A block of data
☆ ☆ ☆
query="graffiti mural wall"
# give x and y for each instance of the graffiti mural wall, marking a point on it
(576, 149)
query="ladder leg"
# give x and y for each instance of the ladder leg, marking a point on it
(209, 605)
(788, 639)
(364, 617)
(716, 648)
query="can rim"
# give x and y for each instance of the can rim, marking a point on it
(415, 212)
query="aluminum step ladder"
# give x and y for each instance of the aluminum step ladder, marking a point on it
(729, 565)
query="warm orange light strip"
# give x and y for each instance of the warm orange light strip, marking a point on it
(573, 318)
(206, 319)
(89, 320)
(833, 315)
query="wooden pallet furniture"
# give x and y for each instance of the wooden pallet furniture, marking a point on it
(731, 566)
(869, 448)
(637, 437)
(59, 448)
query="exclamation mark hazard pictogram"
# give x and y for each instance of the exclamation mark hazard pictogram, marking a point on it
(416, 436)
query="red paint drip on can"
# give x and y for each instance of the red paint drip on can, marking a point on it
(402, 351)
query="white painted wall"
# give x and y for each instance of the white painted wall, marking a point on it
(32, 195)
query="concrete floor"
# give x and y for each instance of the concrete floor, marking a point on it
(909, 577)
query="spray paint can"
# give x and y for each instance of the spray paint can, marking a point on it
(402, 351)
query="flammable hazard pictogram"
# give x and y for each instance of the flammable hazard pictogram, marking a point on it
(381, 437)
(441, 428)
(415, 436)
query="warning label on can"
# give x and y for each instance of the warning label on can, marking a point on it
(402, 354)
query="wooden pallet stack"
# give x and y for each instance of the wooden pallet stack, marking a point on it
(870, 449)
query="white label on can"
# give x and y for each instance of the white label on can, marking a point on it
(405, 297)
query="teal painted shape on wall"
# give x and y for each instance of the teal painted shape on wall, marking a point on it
☆ ☆ ☆
EXERCISE REQUIREMENTS: Print the material above once more, exactly.

RESPONSE TO THIS EXERCISE:
query="graffiti mural wall"
# give x and y for each instance of the graffiti mural wall, marking a point on it
(576, 149)
query="ladder leg"
# give x and y for each instance of the ladder leg, marking a point on it
(209, 605)
(788, 639)
(364, 617)
(716, 648)
query="can rim"
# give x and y for each instance of the can rim, marking a point on it
(415, 212)
query="aluminum step ladder"
# give x and y for each instance of the aluminum step ladder, marking a point on it
(729, 565)
query="warm orange light strip"
# give x and y for each instance of the warm orange light strip, marking a point on it
(573, 318)
(206, 319)
(89, 320)
(833, 315)
query="wooden pallet furniture"
# give x and y for each instance of the wooden pallet furniture, marking a point on it
(731, 566)
(869, 448)
(637, 437)
(59, 448)
query="exclamation mark hazard pictogram"
# give x and y for each instance of the exclamation mark hazard pictogram, marking a point on it
(416, 436)
query="red paint drip on can"
# give x and y for each instance of the red paint drip on can, marking a point on it
(402, 351)
query="white painted wall"
# give x and y for each instance of the white painted wall, marking a point on it
(32, 195)
query="concrete floor"
# give x and y for each instance of the concrete floor, marking a point on it
(909, 577)
query="spray paint can"
# give x and y for each instance of the spray paint can, marking a point on it
(402, 351)
query="flammable hazard pictogram"
# give x and y for each instance of the flammable hazard pictogram, marking a point on it
(381, 437)
(441, 428)
(415, 436)
query="warning label on can"
# give x and y for each instance of the warning label on can, marking a point on it
(402, 354)
query="wooden pallet stack"
# give x and y for each instance of the wooden pallet stack, marking a point on it
(870, 449)
query="white label on can"
# give x and y for each instance of the white label on can, marking a point on it
(405, 297)
query="teal painted shape on wall"
# give x and y for each instance of the teal painted shape on wall, marking a point on it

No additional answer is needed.